- _WHAT TO DO_
Print every one of the following records verbatim, keeping each line unchanged.
──────── DATASET CONTENT ────────
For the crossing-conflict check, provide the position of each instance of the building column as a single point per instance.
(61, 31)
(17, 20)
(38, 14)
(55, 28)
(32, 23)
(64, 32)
────────
- _ANSWER TO THIS PROBLEM_
For the crossing-conflict check, provide the position of each instance of the building column as a single point per instance.
(61, 31)
(17, 20)
(38, 14)
(55, 28)
(32, 23)
(64, 32)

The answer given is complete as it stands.